> [SOURCE EXCERPT]

^^^^^^^^

A few weeks ago–actually the last time I used this particular eagle–I described the four Big Papers Einstein published in 1905. Two of them had to do with what today we call “Special Relativity.”

What made it “special”? Did it ride the short bus to school?

What made it special was that it only applied to a very specific case, the case where the frames of reference are not accelerating. Constant speed, even high speed, isn’t an issue, but if there’s any sort of acceleration, it’s a different ball game.

General relativity doesn’t have this restriction. Special relativity turns out to be a special case of general relativity.

1915 was the year Einstein first put forward general relativity, which means that historically speaking, with the last article taking us up to that about then dealing with subatomic physics, this is the right time to take up general relativity.

But there had been some developments in special relativity in the meantime. Einstein hadn’t really thought about relativity from a geometric point of view, but many others, including his former math professor Hermann Minkowski, did. They pointed out that if you simply consider time as being a fourth dimension, a lot of things fell into place.

This does make some sense. After all, if you and I agree to meet at the corner of Pikes Peak and Cascade on the 14th floor of the Holly Sugar Building (which isn’t called that any more), we’ve specified a meeting place in three dimensions…latitude, longitude (the streets run north/south east/west in that part of town), and elevation (14th floor). Or coordinates…a triplet of them…can be used to define any location in space once you’ve defined the coordinate system (and it doesn’t even have to be a cubical grid either; cylindrical or spherical coordinates can work). You need three coordinates, though, because space is three dimensional. You can get by with two if you implicitly specify the third (in this case, surface level could be assumed; that’s probably a good idea when dealing with ships).

But if you and I arrange a meeting place in this manner, we’re committing a Bidenesque screwup: Because we also need to specify a time. So really, you need four coordinates, three space coordinates x, y, and z, and a time coordinate, t.

When you specify all four, you’ve defined what physicists call an event. And you’re doing it in terms of spacetime.

And so, it turns out that special relativity fits well with the concept of spacetime and works in four dimensions. This was pointed out by Minkowski.

But there was a difference! And it becomes most manifest when considering interval. The interval is the distance between two events.

^^^^^^^^

> [ENTRIES SHOWN]

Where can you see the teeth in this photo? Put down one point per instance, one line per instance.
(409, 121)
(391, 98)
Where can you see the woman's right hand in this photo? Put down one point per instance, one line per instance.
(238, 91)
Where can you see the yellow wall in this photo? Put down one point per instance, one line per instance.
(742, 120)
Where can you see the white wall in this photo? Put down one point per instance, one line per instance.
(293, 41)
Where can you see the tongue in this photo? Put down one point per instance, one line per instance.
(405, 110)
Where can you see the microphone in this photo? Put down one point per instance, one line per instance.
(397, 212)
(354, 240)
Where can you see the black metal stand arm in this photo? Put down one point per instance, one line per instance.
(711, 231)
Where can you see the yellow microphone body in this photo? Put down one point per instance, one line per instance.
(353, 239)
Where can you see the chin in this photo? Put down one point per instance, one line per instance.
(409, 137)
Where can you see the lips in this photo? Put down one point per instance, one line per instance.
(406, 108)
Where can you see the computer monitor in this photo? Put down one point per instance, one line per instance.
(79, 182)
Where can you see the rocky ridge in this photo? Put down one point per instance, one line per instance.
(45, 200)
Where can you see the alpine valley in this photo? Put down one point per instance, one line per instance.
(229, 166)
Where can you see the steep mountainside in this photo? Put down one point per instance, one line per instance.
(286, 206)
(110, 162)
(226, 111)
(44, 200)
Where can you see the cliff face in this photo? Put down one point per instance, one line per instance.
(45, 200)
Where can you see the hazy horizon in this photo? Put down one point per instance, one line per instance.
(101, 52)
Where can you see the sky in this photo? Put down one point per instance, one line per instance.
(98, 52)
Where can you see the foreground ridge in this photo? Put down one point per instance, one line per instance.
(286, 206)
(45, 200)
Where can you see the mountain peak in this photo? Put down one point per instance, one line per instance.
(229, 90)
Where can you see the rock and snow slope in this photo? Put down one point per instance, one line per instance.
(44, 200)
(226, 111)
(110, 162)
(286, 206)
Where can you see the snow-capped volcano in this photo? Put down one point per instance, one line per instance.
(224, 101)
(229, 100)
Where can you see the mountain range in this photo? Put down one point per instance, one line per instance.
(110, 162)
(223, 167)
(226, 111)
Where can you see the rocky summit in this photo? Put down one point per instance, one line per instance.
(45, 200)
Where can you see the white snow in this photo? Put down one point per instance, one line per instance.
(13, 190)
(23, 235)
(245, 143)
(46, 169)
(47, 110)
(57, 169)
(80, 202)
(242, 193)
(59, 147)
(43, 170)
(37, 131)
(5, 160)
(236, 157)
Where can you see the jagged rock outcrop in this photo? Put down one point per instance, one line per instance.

^^^^^^^^

> [WHAT TO WORK ON]
- 1) Reproduce word for word the passage of the relativity excerpt starting with "A few weeks" and going on through "of general relativity.".
- 2) Write out verbatim the lines of the records starting with the line containing "Where can you see the rock and" and going on through the final line of the records.

> [THE ANSWERS]
- 1)
A few weeks ago–actually the last time I used this particular eagle–I described the four Big Papers Einstein published in 1905. Two of them had to do with what today we call “Special Relativity.”

What made it “special”? Did it ride the short bus to school?

What made it special was that it only applied to a very specific case, the case where the frames of reference are not accelerating. Constant speed, even high speed, isn’t an issue, but if there’s any sort of acceleration, it’s a different ball game.

General relativity doesn’t have this restriction. Special relativity turns out to be a special case of general relativity.

- 2)
Where can you see the rock and snow slope in this photo? Put down one point per instance, one line per instance.
(44, 200)
(226, 111)
(110, 162)
(286, 206)
Where can you see the snow-capped volcano in this photo? Put down one point per instance, one line per instance.
(224, 101)
(229, 100)
Where can you see the mountain range in this photo? Put down one point per instance, one line per instance.
(110, 162)
(223, 167)
(226, 111)
Where can you see the rocky summit in this photo? Put down one point per instance, one line per instance.
(45, 200)
Where can you see the white snow in this photo? Put down one point per instance, one line per instance.
(13, 190)
(23, 235)
(245, 143)
(46, 169)
(47, 110)
(57, 169)
(80, 202)
(242, 193)
(59, 147)
(43, 170)
(37, 131)
(5, 160)
(236, 157)
Where can you see the jagged rock outcrop in this photo? Put down one point per instance, one line per instance.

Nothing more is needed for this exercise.